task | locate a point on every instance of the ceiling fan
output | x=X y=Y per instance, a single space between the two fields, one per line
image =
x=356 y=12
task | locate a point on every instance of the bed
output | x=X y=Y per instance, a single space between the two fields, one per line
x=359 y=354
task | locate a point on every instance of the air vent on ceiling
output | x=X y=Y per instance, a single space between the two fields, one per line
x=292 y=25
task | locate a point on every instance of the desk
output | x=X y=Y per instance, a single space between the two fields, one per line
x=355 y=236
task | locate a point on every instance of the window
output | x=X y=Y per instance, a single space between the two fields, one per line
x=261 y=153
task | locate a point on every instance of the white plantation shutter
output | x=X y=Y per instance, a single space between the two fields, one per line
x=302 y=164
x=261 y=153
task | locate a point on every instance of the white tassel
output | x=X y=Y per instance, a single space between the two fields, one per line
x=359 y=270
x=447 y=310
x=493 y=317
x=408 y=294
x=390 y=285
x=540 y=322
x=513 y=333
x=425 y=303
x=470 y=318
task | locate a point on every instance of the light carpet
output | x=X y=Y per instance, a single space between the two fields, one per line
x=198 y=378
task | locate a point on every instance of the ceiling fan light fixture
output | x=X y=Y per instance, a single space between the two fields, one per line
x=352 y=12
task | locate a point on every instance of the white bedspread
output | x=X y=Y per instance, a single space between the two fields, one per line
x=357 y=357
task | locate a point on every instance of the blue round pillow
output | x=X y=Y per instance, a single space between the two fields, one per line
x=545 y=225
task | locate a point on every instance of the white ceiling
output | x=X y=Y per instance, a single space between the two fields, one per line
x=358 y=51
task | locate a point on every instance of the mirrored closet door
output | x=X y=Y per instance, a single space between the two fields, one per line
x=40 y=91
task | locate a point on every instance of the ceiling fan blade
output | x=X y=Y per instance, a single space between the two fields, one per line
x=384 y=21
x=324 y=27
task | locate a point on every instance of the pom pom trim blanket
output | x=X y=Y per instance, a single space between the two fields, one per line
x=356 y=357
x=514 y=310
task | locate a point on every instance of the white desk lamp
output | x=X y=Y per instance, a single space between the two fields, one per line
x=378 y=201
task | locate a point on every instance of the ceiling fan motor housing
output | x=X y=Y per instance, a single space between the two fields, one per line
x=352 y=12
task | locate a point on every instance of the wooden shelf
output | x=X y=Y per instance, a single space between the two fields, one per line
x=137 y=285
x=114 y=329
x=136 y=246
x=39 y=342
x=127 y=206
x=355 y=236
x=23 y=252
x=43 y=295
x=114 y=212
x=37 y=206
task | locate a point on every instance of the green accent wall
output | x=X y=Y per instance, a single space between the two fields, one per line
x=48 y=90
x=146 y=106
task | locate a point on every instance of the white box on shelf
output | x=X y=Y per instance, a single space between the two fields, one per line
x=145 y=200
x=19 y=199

Short task: Quote the data verbatim from its first line through the line that contains "x=470 y=318", with both of those lines included.

Answer in full:
task | locate a point on every instance of the ceiling fan
output | x=X y=Y per instance, a single space between the two fields, one per line
image =
x=356 y=12
task | locate a point on every instance of the bed
output | x=X y=Y per instance, a single space between the two fields, one per line
x=359 y=354
task | locate a point on every instance of the air vent on ceiling
output | x=X y=Y per instance, a single space between the two fields, one per line
x=292 y=25
task | locate a point on every instance of the desk
output | x=X y=Y per instance, a single space between the two fields, one per line
x=355 y=236
task | locate a point on every instance of the window
output | x=X y=Y per instance, a single space between the two fields, one per line
x=261 y=153
task | locate a point on every instance of the white plantation shutter
output | x=X y=Y per instance, a single space between the two fields, one per line
x=302 y=164
x=261 y=153
task | locate a point on every instance of the white tassel
output | x=X y=Y per instance, a single space between the two fields, one per line
x=359 y=270
x=447 y=310
x=493 y=317
x=408 y=294
x=390 y=285
x=540 y=322
x=513 y=333
x=425 y=303
x=470 y=318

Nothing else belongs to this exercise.